Information shown.
▼

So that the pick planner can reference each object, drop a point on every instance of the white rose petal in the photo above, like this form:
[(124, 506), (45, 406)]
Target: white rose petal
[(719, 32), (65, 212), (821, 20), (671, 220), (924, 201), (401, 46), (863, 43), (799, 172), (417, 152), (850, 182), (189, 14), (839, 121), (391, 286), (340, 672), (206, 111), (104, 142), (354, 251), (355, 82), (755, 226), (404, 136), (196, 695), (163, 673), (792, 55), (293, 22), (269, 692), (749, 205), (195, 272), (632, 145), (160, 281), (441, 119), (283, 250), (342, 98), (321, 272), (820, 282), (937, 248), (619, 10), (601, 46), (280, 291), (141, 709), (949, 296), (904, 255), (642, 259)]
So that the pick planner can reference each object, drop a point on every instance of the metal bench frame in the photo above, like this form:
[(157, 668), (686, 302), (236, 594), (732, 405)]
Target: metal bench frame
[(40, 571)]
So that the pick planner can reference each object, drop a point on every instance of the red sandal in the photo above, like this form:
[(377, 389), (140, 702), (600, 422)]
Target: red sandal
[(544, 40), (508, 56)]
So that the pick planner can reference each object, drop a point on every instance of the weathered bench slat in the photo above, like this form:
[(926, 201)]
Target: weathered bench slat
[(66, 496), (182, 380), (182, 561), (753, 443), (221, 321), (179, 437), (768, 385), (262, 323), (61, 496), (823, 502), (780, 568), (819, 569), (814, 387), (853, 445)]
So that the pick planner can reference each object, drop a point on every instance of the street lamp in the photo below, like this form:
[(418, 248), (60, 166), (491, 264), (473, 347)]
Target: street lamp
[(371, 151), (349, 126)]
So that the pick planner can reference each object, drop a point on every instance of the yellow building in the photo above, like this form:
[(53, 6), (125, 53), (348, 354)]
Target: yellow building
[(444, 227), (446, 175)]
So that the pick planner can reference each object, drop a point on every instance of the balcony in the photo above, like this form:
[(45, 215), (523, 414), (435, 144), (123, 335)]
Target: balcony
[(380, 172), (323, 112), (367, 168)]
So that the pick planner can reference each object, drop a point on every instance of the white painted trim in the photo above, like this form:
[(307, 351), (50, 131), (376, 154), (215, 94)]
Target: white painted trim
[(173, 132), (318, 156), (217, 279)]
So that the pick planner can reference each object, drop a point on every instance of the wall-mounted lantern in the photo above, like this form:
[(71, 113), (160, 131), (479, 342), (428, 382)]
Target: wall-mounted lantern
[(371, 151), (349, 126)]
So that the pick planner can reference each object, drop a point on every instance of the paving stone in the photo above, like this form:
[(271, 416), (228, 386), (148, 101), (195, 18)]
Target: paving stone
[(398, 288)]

▲

Written problem. Rewrite all of the items above, changing "pick planner" to "grasp planner" and leaving everything else the same.

Completed task.
So that the grasp planner can reference each object, drop a point on every instance of the white rose petal in the photo above, like this form:
[(124, 506), (45, 406)]
Target: white rose petal
[(719, 32), (65, 212), (821, 20), (671, 220), (924, 201), (401, 46), (863, 43), (799, 172), (417, 152), (850, 182), (189, 14), (839, 121), (391, 286), (340, 672), (206, 111), (104, 142), (354, 251), (355, 82), (755, 226), (404, 136), (196, 695), (163, 673), (792, 55), (293, 22), (269, 692), (749, 205), (195, 272), (632, 145), (160, 281), (441, 119), (283, 250), (342, 98), (321, 272), (820, 282), (937, 248), (619, 10), (601, 46), (280, 291), (141, 709), (949, 296), (904, 255), (642, 259)]
So that the grasp planner can reference each object, drop a point on every instance of the metal bench frame in the photo above, like this form:
[(157, 668), (686, 302), (236, 594), (732, 405)]
Target: metal bench frame
[(40, 571)]
So that the grasp planner can reference each object, drop a point on every instance of the red sandal in the photo above, like this form:
[(377, 389), (140, 702), (600, 422)]
Target: red sandal
[(544, 40), (508, 56)]
So that the grasp planner can reference each object, drop a point on every instance of the weathered bench slat in the photo above, like this form:
[(926, 201)]
Target: weathered bench slat
[(66, 496), (182, 380), (182, 561), (753, 443), (221, 321), (179, 437), (768, 385), (262, 323), (61, 496), (823, 502), (780, 568), (819, 569), (814, 387), (853, 445)]
So that the grasp planner can reference each object, drop a point on every instance of the street lamp in the photo below, like this form:
[(418, 248), (60, 166), (491, 264), (473, 347)]
Target: street lamp
[(371, 151), (349, 126)]
So that the grasp planner can reference each object, drop a point on every instance of the yellow building in the photo above, like this form:
[(53, 6), (125, 53), (348, 354)]
Target: yellow building
[(444, 227), (446, 175)]
So that the grasp planner can reference each object, drop a point on every instance of the balcony in the photo above, like this form:
[(45, 215), (523, 414), (435, 144), (123, 335)]
Target: balcony
[(380, 172), (323, 112), (367, 168)]
So that the grasp planner can reference each object, drop a point on every instance of the white painted trim in the photo above, like this form:
[(307, 351), (50, 131), (376, 154), (215, 94)]
Target: white painted trim
[(173, 132), (318, 156), (217, 279)]
So that the grasp planner can reference each object, drop a point on every instance of the wall-mounted lantern in the photo above, like this form:
[(71, 113), (160, 131), (479, 342), (428, 382)]
Target: wall-mounted lantern
[(371, 151), (349, 126)]
So that the grasp planner can reference each object, drop a point on every instance of the paving stone in the photo above, like this form:
[(271, 416), (228, 386), (148, 101), (195, 18)]
Target: paving stone
[(398, 288)]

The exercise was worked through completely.